SOURCE DOCUMENT

Sunday, April 19, 2015

resistance revelations

After studying a bit on rehab and strengthening strategies for my injured hip flexor, I hit the the Sewanee weight room tonight, first time in 4 weeks.  Like any muscle injury, it's the eccentric motion (lengthening / extending) exercises that need to be emphasized in training for recovery.  It led me to believe that I had been using the glute machine wrong or at least not getting completely what I needed out of it.

Eccentric motion exercises seem to alway stress the negative in any lift.  I had been doing these glute exercises with an explosive flex and and a passive extension, not resisting the negative, which is fine, but it was doing nothing for my hip flexors or hip stabilizing muscle groups.  Videos show (1, 2) assisted flexing and resisted extending eccentric exercises.  I think they can be combined by doing an explosive glute flex and fighting the negative back from hip extension and also the opposite; hip flexing (knee up) fast, slow resistance to extension.  The resistance seems particularly effective for the hip flexor when the leg reaches straight - toward extension.

TASK INSTRUCTIONS
• 1. List every phrase that appears inside parentheses in the post on hip flexor rehab.
• 2. Reproduce word for word the part of the post on hip flexor rehab that opens with the words containing "resistance revelations" and closes with "needed out of it.".

Stored data entries

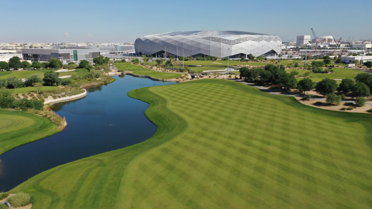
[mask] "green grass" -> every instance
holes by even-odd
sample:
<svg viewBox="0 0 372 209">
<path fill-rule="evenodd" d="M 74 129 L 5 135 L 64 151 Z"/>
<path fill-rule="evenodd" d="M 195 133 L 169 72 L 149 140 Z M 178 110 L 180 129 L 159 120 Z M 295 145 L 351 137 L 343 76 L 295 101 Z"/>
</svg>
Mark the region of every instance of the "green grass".
<svg viewBox="0 0 372 209">
<path fill-rule="evenodd" d="M 37 115 L 0 109 L 0 155 L 14 147 L 58 132 L 55 124 Z"/>
<path fill-rule="evenodd" d="M 371 206 L 370 114 L 222 80 L 128 95 L 150 104 L 152 137 L 46 171 L 12 192 L 30 193 L 37 208 Z"/>
<path fill-rule="evenodd" d="M 17 78 L 27 78 L 33 75 L 38 75 L 40 78 L 44 77 L 44 73 L 51 70 L 37 70 L 36 71 L 12 71 L 0 72 L 0 79 L 6 79 L 9 77 L 14 76 Z M 56 71 L 57 70 L 52 70 Z M 86 69 L 77 69 L 69 72 L 60 72 L 60 76 L 71 75 L 70 78 L 75 79 L 77 75 L 81 76 L 87 73 Z"/>
<path fill-rule="evenodd" d="M 318 82 L 321 80 L 323 78 L 328 78 L 331 79 L 344 78 L 354 78 L 359 73 L 362 72 L 358 70 L 353 70 L 352 69 L 348 69 L 347 68 L 344 69 L 341 68 L 334 68 L 332 69 L 334 71 L 335 73 L 332 74 L 318 74 L 311 73 L 309 75 L 309 76 L 311 77 L 310 78 L 314 81 Z M 295 71 L 299 73 L 298 75 L 302 75 L 305 72 L 311 72 L 309 71 L 305 71 L 304 70 L 290 69 L 286 70 L 287 72 L 290 72 L 292 71 Z M 298 79 L 298 80 L 303 79 L 303 78 L 300 78 Z M 337 81 L 338 82 L 340 82 L 341 81 Z"/>
<path fill-rule="evenodd" d="M 59 88 L 60 88 L 60 87 L 58 86 L 43 86 L 43 88 L 41 88 L 41 91 L 44 91 L 53 89 L 58 89 Z M 10 90 L 12 93 L 13 94 L 23 94 L 24 93 L 27 93 L 32 91 L 35 91 L 35 88 L 33 86 L 28 86 L 27 87 L 22 87 L 16 89 L 10 89 Z"/>
<path fill-rule="evenodd" d="M 116 63 L 115 66 L 118 69 L 124 69 L 126 71 L 132 71 L 133 74 L 150 75 L 153 78 L 176 78 L 179 77 L 181 75 L 179 73 L 166 72 L 147 69 L 141 65 L 134 65 L 128 62 Z"/>
</svg>

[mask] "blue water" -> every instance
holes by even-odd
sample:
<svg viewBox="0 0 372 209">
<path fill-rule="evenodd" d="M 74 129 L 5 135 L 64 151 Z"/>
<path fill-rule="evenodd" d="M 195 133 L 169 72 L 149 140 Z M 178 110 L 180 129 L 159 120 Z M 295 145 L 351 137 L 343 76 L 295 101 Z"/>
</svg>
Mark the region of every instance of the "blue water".
<svg viewBox="0 0 372 209">
<path fill-rule="evenodd" d="M 105 86 L 87 88 L 86 97 L 56 104 L 65 117 L 62 131 L 16 147 L 0 156 L 0 191 L 8 191 L 43 171 L 89 156 L 141 142 L 156 127 L 145 116 L 147 103 L 128 96 L 129 91 L 175 82 L 115 76 Z"/>
</svg>

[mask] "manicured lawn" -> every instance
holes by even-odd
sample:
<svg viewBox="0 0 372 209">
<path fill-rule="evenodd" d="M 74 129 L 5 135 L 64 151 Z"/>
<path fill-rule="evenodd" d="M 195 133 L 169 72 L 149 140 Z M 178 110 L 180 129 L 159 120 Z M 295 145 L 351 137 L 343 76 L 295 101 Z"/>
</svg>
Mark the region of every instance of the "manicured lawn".
<svg viewBox="0 0 372 209">
<path fill-rule="evenodd" d="M 9 77 L 14 76 L 17 78 L 27 78 L 31 75 L 38 75 L 42 78 L 44 77 L 44 73 L 51 70 L 37 70 L 36 71 L 13 71 L 0 72 L 0 79 L 6 79 Z M 54 71 L 57 70 L 52 70 Z M 64 75 L 72 75 L 70 78 L 75 79 L 77 75 L 81 75 L 87 73 L 88 71 L 83 69 L 77 69 L 73 71 L 69 72 L 60 72 L 60 76 Z"/>
<path fill-rule="evenodd" d="M 58 132 L 55 124 L 37 115 L 0 109 L 0 155 L 12 148 Z"/>
<path fill-rule="evenodd" d="M 150 104 L 145 114 L 158 128 L 152 137 L 46 171 L 12 192 L 31 193 L 35 208 L 371 207 L 370 114 L 222 80 L 128 94 Z"/>
<path fill-rule="evenodd" d="M 141 65 L 134 65 L 128 62 L 116 63 L 115 65 L 118 69 L 124 69 L 126 71 L 132 71 L 136 75 L 150 75 L 153 78 L 170 79 L 176 78 L 181 76 L 180 74 L 157 71 L 144 68 Z"/>
<path fill-rule="evenodd" d="M 60 87 L 58 86 L 43 86 L 43 88 L 41 89 L 41 91 L 46 91 L 47 90 L 51 90 L 54 89 L 58 89 L 60 88 Z M 28 86 L 27 87 L 23 87 L 21 88 L 18 88 L 16 89 L 12 89 L 10 90 L 10 91 L 13 94 L 23 94 L 23 93 L 27 93 L 31 91 L 35 91 L 35 88 L 33 86 Z"/>
<path fill-rule="evenodd" d="M 356 76 L 356 75 L 357 75 L 358 74 L 363 72 L 362 71 L 358 71 L 357 70 L 353 70 L 347 68 L 344 69 L 341 68 L 334 68 L 332 69 L 333 69 L 333 71 L 334 71 L 335 73 L 332 74 L 318 74 L 312 73 L 311 72 L 309 75 L 309 76 L 311 76 L 311 78 L 313 80 L 313 81 L 318 82 L 320 81 L 322 79 L 326 78 L 329 78 L 331 79 L 343 79 L 346 78 L 354 78 L 354 77 Z M 300 69 L 291 69 L 286 70 L 286 71 L 288 73 L 292 71 L 296 71 L 298 72 L 299 73 L 298 75 L 304 75 L 304 73 L 307 72 L 311 72 L 310 71 L 305 71 Z M 303 78 L 298 78 L 298 79 L 301 80 Z M 341 82 L 340 81 L 338 81 L 339 82 Z"/>
</svg>

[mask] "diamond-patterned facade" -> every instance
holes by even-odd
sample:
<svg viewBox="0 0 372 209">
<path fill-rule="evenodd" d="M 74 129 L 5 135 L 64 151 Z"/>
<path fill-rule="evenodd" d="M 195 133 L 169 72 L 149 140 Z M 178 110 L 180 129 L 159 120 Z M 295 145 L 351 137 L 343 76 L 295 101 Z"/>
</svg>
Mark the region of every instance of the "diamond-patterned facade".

OUTPUTS IN ORDER
• 1.
- lengthening / extending
- 1, 2
- knee up

• 2.
resistance revelations

After studying a bit on rehab and strengthening strategies for my injured hip flexor, I hit the the Sewanee weight room tonight, first time in 4 weeks.  Like any muscle injury, it's the eccentric motion (lengthening / extending) exercises that need to be emphasized in training for recovery.  It led me to believe that I had been using the glute machine wrong or at least not getting completely what I needed out of it.